Assignment
Give back an exact copy of the lines from the start of the material through the line bearing "positive clicks: (121, 8)". Include both ends and nothing else.

········

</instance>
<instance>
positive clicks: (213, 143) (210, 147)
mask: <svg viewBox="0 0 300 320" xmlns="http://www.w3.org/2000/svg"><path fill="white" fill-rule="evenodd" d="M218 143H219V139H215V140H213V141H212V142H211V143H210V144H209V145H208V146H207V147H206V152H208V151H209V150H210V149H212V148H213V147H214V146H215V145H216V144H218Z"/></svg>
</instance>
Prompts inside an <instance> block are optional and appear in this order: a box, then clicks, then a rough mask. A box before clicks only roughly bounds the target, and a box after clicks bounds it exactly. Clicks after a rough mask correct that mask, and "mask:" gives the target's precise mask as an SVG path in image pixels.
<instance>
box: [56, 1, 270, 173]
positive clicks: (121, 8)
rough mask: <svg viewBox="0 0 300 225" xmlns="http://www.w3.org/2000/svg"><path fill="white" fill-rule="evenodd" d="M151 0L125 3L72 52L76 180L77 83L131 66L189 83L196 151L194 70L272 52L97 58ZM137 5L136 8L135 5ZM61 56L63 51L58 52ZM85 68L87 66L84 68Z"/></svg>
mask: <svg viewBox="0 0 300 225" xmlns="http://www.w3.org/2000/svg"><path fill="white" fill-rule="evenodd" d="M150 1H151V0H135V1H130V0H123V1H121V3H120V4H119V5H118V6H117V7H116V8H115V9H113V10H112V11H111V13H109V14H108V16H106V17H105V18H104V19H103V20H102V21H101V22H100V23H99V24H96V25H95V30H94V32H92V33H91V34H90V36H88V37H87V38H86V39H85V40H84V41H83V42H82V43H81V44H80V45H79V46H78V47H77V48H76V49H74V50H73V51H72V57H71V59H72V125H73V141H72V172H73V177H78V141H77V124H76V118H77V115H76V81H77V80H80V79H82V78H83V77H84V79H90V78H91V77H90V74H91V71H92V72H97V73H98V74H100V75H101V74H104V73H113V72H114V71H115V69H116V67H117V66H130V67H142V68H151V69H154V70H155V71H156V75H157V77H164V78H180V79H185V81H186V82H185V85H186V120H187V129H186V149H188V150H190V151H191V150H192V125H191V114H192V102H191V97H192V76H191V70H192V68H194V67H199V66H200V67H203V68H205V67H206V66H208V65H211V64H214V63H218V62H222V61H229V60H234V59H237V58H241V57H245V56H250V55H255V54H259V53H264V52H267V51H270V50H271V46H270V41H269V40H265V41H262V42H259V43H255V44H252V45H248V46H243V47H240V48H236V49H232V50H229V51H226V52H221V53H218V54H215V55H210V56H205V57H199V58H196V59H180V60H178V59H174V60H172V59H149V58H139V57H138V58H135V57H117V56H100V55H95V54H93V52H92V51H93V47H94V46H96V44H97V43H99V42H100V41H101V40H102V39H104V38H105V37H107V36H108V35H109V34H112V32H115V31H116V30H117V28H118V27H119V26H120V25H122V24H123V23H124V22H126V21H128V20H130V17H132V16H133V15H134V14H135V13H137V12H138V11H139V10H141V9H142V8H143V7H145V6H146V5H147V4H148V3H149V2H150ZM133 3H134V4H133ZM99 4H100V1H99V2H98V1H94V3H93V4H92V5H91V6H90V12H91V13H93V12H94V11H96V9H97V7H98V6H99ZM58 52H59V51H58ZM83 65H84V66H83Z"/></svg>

········

Task result
</instance>
<instance>
positive clicks: (213, 143) (210, 147)
mask: <svg viewBox="0 0 300 320" xmlns="http://www.w3.org/2000/svg"><path fill="white" fill-rule="evenodd" d="M218 143H219V139H215V140H213V141H212V142H211V143H210V144H209V145H208V146H207V147H206V152H208V151H209V150H210V149H212V148H213V147H214V146H215V145H216V144H218Z"/></svg>
</instance>
Prompts inside an <instance> block are optional and appear in this order: a box, then clicks, then a rough mask. A box before clicks only roughly bounds the target, and a box after clicks bounds it exactly. Clicks after a rough mask correct that mask, and "mask:" gives the target's precise mask as an SVG path in image pixels.
<instance>
box: [56, 1, 270, 173]
positive clicks: (121, 8)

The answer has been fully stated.